▶ [Requirement]:
What you return should match the data below exactly, with every entry reproduced.

======== Data to use

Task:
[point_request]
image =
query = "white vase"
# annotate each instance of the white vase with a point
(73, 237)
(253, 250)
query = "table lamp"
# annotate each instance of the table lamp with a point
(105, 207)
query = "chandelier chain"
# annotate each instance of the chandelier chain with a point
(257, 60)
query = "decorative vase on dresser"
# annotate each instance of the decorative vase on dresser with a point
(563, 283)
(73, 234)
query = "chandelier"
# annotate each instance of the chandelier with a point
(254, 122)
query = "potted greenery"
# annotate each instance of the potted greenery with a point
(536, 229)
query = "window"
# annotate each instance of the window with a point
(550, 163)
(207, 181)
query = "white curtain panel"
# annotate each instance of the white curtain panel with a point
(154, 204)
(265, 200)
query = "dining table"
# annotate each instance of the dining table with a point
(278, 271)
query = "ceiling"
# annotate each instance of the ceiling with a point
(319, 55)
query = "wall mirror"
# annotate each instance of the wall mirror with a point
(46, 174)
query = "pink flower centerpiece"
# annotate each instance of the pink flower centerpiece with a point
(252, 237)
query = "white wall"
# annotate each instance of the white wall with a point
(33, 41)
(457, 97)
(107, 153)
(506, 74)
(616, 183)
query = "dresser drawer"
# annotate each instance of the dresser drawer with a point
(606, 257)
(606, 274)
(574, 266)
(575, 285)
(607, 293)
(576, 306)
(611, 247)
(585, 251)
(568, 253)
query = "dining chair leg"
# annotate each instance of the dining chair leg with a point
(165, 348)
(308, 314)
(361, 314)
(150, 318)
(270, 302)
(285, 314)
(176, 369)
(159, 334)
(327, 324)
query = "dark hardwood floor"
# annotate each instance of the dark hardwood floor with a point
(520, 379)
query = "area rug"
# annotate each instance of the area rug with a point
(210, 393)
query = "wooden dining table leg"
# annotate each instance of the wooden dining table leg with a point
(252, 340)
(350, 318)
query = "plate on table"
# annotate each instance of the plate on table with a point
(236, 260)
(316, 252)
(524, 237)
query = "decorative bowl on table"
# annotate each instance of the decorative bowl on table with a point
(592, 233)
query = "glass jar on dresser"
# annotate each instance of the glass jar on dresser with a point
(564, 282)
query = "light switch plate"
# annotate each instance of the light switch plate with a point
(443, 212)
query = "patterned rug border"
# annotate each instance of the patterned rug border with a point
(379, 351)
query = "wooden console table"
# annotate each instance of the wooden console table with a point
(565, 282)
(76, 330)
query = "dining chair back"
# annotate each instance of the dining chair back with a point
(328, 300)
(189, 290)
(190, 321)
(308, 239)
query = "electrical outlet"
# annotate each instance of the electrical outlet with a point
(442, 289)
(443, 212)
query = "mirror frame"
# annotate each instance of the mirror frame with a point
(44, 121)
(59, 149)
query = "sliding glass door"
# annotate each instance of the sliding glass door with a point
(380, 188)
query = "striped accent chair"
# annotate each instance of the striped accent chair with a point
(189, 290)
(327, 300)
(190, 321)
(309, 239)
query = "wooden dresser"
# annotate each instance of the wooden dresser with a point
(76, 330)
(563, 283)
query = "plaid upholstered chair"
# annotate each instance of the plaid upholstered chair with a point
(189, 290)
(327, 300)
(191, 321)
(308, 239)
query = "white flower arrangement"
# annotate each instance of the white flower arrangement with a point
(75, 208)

================

▶ [Response]:
Task:
[point_request]
image =
query = "white vase"
# annotate each instance of the white vase with a point
(73, 237)
(253, 250)
query = "table lamp"
# annotate each instance of the table lamp with a point
(105, 207)
query = "chandelier chain"
# annotate each instance of the chandelier chain with a point
(257, 60)
query = "decorative vase on dresser"
# annotate each instance of the decorative vase on dresser with a point
(563, 283)
(73, 234)
query = "chandelier"
# annotate each instance of the chandelier with a point
(254, 122)
query = "potted greenery"
# annotate each instance of the potted greenery with a point
(536, 229)
query = "window"
# annotate each instance of the window with a point
(550, 163)
(207, 181)
query = "white curtain panel"
# annotate each instance of the white curtain panel with a point
(154, 204)
(265, 200)
query = "dining table"
# annotate each instance of the dining table with a point
(278, 271)
query = "ceiling"
# annotate each instance of the ceiling with a point
(319, 55)
query = "wall mirror"
# annotate each instance of the wall mirror with a point
(46, 174)
query = "pink flower centerpiece"
# annotate each instance of the pink flower centerpiece with a point
(252, 237)
query = "white wall"
# annotate each instance of the white wall with a point
(33, 41)
(457, 97)
(107, 153)
(506, 74)
(616, 183)
query = "dresser drawer"
# annotate each instance of the dresser drawer with a point
(606, 257)
(606, 274)
(574, 266)
(575, 285)
(607, 293)
(576, 306)
(611, 247)
(585, 251)
(568, 253)
query = "dining chair leg"
# annotate each instance of the dining chair leg with a point
(165, 348)
(308, 314)
(361, 314)
(150, 318)
(270, 302)
(285, 314)
(176, 369)
(159, 334)
(327, 324)
query = "dark hardwood floor"
# annotate each instance of the dark hardwood floor with a point
(520, 379)
query = "area rug"
# annotate each instance of the area rug with a point
(210, 393)
query = "wooden dining table leg"
# annotate each instance of the wooden dining table leg with a point
(252, 340)
(350, 318)
query = "plate on table"
# annotate each instance of the plate on table with a point
(236, 260)
(316, 252)
(524, 237)
query = "decorative bowl on table"
# annotate each instance of the decorative bowl on table with a point
(592, 233)
query = "glass jar on dresser"
# annotate each instance of the glass jar on dresser with a point
(564, 282)
query = "light switch plate"
# annotate each instance of the light switch plate with a point
(443, 212)
query = "patterned rug border"
# annotate each instance of the patterned rug border with a point
(379, 351)
query = "wooden console table"
# annotate each instance of the wooden console table with a point
(565, 282)
(76, 330)
query = "dining chair back"
# annotate each instance of the dining chair back with a point
(328, 300)
(189, 290)
(190, 321)
(308, 239)
query = "electrical outlet"
# annotate each instance of the electrical outlet with a point
(442, 289)
(443, 212)
query = "mirror frame"
# annotate each instance of the mirror frame with a point
(44, 121)
(59, 149)
query = "sliding glass door"
# annotate each instance of the sliding glass door with a point
(380, 188)
query = "striped accent chair"
# annotate each instance of the striped accent chair with a point
(189, 290)
(327, 300)
(190, 321)
(309, 239)
query = "wooden dresser"
# annotate each instance of the wooden dresser with a point
(76, 330)
(563, 283)
query = "plaid upholstered chair"
# annotate each instance of the plaid upholstered chair with a point
(189, 290)
(327, 300)
(191, 321)
(308, 239)
query = "white flower arrangement"
# annotate each instance of the white flower arrangement with a point
(75, 208)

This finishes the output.